* Written request:
Select every line in the rows below that contains the word "storefront", and copy each of those lines.

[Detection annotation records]
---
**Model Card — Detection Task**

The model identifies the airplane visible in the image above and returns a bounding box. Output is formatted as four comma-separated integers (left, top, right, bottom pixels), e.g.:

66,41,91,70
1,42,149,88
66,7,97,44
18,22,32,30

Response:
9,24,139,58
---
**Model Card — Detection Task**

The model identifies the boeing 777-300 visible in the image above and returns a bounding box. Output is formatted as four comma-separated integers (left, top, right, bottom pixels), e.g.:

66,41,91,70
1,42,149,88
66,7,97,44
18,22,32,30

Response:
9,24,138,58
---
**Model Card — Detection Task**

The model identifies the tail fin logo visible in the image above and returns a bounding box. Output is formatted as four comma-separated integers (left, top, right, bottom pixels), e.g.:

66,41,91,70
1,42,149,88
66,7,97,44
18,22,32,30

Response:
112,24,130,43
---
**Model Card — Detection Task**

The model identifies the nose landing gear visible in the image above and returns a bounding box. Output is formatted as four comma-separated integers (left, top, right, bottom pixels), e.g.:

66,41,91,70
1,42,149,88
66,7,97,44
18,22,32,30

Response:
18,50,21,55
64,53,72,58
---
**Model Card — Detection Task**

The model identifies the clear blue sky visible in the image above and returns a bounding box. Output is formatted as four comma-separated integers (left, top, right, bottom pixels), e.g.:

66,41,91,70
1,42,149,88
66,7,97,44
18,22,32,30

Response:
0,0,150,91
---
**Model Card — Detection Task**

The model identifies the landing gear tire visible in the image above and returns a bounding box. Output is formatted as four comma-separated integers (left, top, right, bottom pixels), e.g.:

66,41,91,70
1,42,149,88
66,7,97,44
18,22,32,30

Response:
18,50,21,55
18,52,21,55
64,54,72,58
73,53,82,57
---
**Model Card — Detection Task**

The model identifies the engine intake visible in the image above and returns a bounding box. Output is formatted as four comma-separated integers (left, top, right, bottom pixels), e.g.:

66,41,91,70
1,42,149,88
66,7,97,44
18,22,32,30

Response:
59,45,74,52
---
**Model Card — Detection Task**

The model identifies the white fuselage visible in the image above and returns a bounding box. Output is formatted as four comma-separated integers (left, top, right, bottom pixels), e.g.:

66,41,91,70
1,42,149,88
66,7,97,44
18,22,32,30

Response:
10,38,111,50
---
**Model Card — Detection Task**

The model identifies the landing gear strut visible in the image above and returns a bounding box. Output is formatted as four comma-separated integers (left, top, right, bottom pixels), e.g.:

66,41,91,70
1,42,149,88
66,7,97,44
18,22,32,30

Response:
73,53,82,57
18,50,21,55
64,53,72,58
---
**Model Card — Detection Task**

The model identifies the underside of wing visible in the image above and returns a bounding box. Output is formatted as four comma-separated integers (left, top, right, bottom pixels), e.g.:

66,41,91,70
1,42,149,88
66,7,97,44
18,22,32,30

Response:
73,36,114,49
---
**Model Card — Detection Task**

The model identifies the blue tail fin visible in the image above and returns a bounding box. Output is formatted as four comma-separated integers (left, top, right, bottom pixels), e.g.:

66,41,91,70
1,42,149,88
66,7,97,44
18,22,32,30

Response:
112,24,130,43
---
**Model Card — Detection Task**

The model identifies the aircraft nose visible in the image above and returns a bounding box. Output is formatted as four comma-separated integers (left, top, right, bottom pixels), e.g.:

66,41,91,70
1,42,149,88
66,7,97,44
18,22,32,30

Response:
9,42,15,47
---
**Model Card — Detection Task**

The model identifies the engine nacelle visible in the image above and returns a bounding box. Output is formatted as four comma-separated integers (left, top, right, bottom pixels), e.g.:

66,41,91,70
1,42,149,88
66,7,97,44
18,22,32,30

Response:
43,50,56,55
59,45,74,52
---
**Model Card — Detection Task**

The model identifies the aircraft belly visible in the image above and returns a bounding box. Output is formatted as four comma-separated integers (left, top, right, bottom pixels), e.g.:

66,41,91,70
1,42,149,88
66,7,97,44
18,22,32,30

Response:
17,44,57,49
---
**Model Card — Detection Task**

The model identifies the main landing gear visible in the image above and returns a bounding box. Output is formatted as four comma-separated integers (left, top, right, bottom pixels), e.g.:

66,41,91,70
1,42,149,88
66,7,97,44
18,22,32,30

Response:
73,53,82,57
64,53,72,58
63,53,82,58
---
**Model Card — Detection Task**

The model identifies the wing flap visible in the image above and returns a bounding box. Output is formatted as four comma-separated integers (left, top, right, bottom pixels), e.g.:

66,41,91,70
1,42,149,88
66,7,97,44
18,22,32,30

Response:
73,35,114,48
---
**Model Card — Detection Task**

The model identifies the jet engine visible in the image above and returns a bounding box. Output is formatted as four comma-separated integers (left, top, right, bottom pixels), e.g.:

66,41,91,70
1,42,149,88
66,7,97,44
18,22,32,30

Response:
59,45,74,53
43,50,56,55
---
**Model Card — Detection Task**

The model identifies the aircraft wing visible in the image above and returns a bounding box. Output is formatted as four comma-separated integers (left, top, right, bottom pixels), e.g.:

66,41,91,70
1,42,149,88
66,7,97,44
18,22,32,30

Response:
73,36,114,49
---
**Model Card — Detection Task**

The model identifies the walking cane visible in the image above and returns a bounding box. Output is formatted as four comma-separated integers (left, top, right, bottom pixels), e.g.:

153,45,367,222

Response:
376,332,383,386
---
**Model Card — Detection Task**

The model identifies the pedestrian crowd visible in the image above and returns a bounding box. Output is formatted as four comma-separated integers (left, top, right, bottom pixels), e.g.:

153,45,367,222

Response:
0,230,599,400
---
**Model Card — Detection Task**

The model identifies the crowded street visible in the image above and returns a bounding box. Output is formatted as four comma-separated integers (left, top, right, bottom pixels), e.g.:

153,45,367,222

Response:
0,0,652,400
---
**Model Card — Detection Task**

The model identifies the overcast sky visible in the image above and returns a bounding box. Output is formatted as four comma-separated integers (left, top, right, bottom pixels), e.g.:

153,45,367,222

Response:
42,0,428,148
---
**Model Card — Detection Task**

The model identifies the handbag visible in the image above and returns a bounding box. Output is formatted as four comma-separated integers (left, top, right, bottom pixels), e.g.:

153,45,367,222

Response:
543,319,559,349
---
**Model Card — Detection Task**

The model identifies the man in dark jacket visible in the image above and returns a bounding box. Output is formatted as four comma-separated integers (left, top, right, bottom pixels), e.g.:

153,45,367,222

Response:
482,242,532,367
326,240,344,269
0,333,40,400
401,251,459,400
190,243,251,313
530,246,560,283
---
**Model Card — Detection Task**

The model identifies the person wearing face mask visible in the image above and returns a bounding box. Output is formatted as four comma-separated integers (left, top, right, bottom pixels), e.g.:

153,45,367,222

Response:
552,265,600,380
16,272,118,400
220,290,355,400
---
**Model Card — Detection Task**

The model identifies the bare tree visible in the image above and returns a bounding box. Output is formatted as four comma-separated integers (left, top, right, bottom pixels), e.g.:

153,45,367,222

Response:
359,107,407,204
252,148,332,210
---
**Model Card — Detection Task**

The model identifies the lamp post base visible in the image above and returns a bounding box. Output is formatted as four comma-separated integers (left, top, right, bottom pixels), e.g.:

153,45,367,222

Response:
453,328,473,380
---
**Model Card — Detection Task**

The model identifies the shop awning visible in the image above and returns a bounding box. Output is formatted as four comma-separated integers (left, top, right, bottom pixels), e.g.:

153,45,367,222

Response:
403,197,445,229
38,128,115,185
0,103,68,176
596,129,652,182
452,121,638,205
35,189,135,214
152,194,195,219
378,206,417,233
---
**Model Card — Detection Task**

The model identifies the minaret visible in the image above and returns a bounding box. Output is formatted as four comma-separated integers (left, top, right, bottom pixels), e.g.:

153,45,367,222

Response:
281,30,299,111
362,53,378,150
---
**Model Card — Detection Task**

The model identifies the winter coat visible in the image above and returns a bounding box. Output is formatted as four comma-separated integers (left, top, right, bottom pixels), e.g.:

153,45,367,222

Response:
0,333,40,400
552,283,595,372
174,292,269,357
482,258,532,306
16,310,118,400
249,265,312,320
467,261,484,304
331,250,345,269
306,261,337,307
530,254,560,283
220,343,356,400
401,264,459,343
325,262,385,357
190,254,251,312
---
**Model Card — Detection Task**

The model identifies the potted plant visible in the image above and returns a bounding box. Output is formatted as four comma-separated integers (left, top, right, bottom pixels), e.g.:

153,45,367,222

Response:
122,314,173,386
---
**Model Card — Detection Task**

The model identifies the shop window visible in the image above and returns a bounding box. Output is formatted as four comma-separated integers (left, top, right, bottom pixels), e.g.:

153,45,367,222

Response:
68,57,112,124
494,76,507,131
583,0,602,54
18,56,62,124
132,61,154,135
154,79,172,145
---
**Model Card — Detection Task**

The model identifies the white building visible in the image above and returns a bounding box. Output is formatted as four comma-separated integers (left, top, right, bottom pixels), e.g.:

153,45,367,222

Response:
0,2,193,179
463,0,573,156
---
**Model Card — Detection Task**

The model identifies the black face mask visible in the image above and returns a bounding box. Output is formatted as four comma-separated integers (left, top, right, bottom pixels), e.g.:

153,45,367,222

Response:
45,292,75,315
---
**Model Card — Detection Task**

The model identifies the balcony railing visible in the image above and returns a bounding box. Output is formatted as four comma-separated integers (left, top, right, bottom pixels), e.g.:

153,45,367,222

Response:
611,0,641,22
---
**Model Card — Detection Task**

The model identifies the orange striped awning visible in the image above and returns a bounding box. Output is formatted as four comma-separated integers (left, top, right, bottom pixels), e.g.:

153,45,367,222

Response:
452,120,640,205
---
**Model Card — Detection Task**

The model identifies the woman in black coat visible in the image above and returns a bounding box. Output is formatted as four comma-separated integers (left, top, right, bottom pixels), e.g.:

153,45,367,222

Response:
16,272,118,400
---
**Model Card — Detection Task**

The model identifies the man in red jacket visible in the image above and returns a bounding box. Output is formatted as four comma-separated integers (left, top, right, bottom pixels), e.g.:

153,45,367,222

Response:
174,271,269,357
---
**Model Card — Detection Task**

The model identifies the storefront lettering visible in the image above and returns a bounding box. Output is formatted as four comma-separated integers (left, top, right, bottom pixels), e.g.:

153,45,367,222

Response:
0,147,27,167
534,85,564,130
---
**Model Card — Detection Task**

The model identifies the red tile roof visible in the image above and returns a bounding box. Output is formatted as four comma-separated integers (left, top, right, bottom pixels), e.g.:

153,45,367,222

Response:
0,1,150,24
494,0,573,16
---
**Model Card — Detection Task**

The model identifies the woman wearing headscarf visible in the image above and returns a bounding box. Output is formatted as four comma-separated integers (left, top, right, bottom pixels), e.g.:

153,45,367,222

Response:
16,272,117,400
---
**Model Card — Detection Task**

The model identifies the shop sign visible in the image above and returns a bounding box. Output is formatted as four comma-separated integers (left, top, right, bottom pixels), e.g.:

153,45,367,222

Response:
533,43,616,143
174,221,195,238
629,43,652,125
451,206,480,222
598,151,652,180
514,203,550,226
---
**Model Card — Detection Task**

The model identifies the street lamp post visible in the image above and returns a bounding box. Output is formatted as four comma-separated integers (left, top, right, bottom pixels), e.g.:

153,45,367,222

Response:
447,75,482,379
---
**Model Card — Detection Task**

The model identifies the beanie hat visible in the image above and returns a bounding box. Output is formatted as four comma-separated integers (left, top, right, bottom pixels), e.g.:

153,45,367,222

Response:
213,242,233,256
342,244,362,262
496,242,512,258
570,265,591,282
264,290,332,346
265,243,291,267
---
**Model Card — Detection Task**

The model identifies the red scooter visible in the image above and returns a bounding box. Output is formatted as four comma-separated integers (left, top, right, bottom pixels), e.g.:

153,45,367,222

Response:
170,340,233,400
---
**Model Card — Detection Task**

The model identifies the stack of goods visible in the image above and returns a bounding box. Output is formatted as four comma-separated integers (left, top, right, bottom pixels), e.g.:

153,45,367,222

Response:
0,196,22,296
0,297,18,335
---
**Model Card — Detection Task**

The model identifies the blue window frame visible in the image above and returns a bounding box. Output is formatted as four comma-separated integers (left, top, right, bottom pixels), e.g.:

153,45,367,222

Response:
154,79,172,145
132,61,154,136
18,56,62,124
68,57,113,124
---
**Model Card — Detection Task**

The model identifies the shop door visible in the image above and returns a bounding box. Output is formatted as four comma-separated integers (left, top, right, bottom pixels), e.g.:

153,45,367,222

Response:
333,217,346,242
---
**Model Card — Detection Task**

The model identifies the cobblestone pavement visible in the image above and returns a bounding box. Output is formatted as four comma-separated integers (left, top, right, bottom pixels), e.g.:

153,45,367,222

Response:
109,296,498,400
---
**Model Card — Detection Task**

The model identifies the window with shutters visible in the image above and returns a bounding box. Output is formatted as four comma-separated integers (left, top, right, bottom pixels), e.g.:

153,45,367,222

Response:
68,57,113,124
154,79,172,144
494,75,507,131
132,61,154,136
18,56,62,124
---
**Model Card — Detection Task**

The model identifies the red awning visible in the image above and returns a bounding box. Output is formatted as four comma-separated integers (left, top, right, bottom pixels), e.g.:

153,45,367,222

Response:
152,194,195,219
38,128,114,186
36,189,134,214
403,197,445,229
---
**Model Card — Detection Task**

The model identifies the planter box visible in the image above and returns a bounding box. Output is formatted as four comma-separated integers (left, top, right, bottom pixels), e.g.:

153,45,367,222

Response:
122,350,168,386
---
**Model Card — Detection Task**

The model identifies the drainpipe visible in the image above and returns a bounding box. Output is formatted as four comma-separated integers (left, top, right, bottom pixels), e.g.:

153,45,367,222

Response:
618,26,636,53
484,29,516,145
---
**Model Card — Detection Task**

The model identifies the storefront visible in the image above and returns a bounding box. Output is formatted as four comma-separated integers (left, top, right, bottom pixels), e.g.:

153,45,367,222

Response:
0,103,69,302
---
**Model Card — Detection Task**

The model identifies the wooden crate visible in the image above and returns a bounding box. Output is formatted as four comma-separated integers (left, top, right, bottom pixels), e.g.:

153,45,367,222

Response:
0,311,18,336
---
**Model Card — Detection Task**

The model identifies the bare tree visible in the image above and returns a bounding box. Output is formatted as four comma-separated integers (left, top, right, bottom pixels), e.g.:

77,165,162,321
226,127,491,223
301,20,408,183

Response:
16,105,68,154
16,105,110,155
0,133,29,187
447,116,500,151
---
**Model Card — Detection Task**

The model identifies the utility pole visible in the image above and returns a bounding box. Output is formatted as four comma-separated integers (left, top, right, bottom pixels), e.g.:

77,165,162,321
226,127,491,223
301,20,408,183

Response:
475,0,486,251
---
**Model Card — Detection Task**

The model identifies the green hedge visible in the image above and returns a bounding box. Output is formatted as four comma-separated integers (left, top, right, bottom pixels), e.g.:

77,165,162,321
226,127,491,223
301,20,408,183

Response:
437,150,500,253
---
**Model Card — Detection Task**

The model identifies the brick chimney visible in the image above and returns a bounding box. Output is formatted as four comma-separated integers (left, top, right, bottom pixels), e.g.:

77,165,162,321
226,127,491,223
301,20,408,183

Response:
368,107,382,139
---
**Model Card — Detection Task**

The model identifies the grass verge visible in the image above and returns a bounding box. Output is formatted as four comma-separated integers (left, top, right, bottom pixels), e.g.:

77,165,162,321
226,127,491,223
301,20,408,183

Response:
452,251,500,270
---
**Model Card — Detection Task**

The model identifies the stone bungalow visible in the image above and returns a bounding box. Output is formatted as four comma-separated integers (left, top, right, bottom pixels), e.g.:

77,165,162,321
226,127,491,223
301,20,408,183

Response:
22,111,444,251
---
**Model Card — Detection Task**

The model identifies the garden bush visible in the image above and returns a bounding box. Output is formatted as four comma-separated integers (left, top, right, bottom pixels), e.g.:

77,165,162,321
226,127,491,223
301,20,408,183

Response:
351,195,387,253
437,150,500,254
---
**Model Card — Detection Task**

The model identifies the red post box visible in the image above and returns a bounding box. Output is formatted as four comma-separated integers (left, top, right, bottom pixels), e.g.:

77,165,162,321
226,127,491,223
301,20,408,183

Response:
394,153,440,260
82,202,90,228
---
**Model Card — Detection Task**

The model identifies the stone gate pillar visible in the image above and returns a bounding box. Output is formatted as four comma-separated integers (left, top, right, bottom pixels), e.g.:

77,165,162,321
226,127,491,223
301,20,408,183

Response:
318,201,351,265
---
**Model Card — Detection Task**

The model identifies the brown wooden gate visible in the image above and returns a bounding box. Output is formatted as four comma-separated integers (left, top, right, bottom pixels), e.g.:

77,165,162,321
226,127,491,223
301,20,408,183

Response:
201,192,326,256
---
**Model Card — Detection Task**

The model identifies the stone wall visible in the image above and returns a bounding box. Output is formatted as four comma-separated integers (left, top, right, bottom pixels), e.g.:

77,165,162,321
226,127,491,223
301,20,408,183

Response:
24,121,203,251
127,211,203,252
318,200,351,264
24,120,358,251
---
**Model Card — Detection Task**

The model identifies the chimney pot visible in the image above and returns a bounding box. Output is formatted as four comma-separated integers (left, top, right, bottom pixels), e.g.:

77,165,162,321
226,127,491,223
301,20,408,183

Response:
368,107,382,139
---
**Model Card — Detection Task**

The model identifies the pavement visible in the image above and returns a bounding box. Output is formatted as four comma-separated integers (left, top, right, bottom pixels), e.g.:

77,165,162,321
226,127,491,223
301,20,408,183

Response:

* Solution below:
The model identifies the storefront lettering visible in the image above and returns a bounding box. Output is formatted as four comma-separated integers (left, top, right, bottom pixels), e.g.:
The model identifies the storefront visible in the image above and returns a bounding box. Output is formatted as four comma-separated integers (left, top, right, bottom pixels), e.g.:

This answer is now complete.